Excerpt
####

September 2, 2011
The Iowa Straw Poll: Top-Flight Candidates, Serious Journalism and Us
In and Out of the Quad-Cities
Contributed by Gail McPike and Toni Hall
A couple of weekends ago, Iowa enjoyed the international news spotlight. It didn’t matter what channel you tuned into – it was all Iowa all the time. Somehow, the people of Iowa have positioned themselves as the bellwether of American Politics. Pundits of every persuasion rattled on about the up and coming Straw Poll to be held in Ames, Iowa. For journalistic types, it was like swarming flies to sweet molasses. And ever wanting to stretch our chops as hard (or hardly) news reporters, we decided it was our patriotic duty to provide our loyal readers with a firsthand look at the spectacle.
So armed with a worn-out reporter’s pad and comfortable shoes, we loaded the car and sped off across the corn tasseled topography of Iowa – our destination the campus of Iowa State University and the 2011 Republican Straw Poll. And, thanks to Current Trophy Husband Phil’s quick thinking – we had tickets to the whole enchilada.
We had our appetite whetted for all the trappings of big-time news commentators. Penthouse suites, journalist junkets, sponsored press conferences swimming in champagne and sampling southern-style sandwich hors devours danced like poll numbers in our head. But somewhere just west of the big Mesquaki Casino reality started to set in. There wasn’t a motel room for miles. The once-a-lifetime eclipse of the Iowa State Fair, Straw Poll and New Student Week at Iowa State had sent the hotel room indicator well past ‘E.’ But lack of hotel rooms can’t stop the likes of this dynamic duo.
Our great friends, Mark and Cathy Martens, live in Ames. The price of lodging in their guest bedrooms matched our budget, and we arrived just in time for Friday night supper. As we dined on Cathy’s famous creamed-poblano peppers, black beans and smoked beef brisket, we readied ourselves for the coming day. Simultaneously viewing all three of the major news networks – don’t try this at home, we’re trained professionals – we fortified ourselves with sangria and planned out our strategy for the big day.

####

Items listed in a dataset:

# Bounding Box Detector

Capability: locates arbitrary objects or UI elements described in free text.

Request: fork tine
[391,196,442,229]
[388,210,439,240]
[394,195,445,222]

####

Goals
1. Update the dataset entries above by replacing "fork tine" with "spoon handle". Leave every other line unchanged.
2. Take the account of the trip to the Iowa Straw Poll further, picking up after its final sentence.

Written answers
1.
# Bounding Box Detector

Capability: locates arbitrary objects or UI elements described in free text.

Request: spoon handle
[391,196,442,229]
[388,210,439,240]
[394,195,445,222]

2.
How would we handle our interview questions? Would we go with the straight ahead shot like Roger Mudd in the old days of Meet the Press or slip in the stealth follow-up question? Would we dress like Republicans to blend in? Can Toni interview like Barbara Walters? Being front page reports for 50+ Lifestyles is a harrowing burden.
Because, we reconnoitered the grounds and planned for a great parking spot just out of sight of the Network TV cameras before the crowds arrived, we moved swiftly into position. Shoving our way past TV heavyweights like Candy Crowley and Mike Huckabee and outrunning Fox’s “Campaign” Carl Cameron, we worked our way up to the event headquarters. Plunking down the July Issue of 50+ Lifestyles, we asked for our press credentials. Through some unknown (and yet to be explored) act of fate, the officials failed to recognize our
official membership in the sisterhood of reporters.
This kind of stuff might stop the average “stringer” from carrying out their duties – but not the case for Gail and Toni. We quickly revamped and came up with a new strategy. We would attend incognito – disguised as work-a-day voters out attending for fun.
We made our rounds through all the candidates’ tents, big and small. These were circus-sized tents equipped with food, soft drinks and a band. There were thousands of variations of Red, White and Blue. Bumper stickers, buttons and balloons were placed into every outstretched hand.
The food was old-fashioned Americana. Ron Paul had Barbequed Pork and Fire Broiled Corn. Tim Pawlenty’s tent featured the food of fellow Minnesotan Famous Dave. Candidate Herman Cain, who once served as the President of Godfather’s Pizza, provided (you guessed it) pizza.
Imagine, free food forked over by the plate-load, circus like barkers, speeches, and music. Remember Buddy Holley’s band, The Cricketts? We saw Mike Huckabee jam out with them on Rick Santorum’s stage. And, CTH Frank was enthralled with the righteous guitar playing of lesser known candidate Congressman Thaddeous McCotter of Michigan.
After enjoying some music and a delightful free lunch, we made the rounds of the information booths. Our friend, Mark won the jackpot – with four free T-shirts each extolling the virtues of some good cause. Bumper stickers, battery operated fans, hats, pins and pens were flowing like liquid out of a broken basement water line. Historical character look-alikes provided photo opportunities with the likes of George Washington, Thomas Jefferson, Teddy Roosevelt and Honest Abe.
We had fun and potentially influenced the turn of history. We collected a couple of nice new ecologically friendly shopping bags, and we had cookies with Barry Goldwater Jr. Maybe this reporter life isn’t all that bad.
Have a great September – be an informed voter – we’ll see you this Fall.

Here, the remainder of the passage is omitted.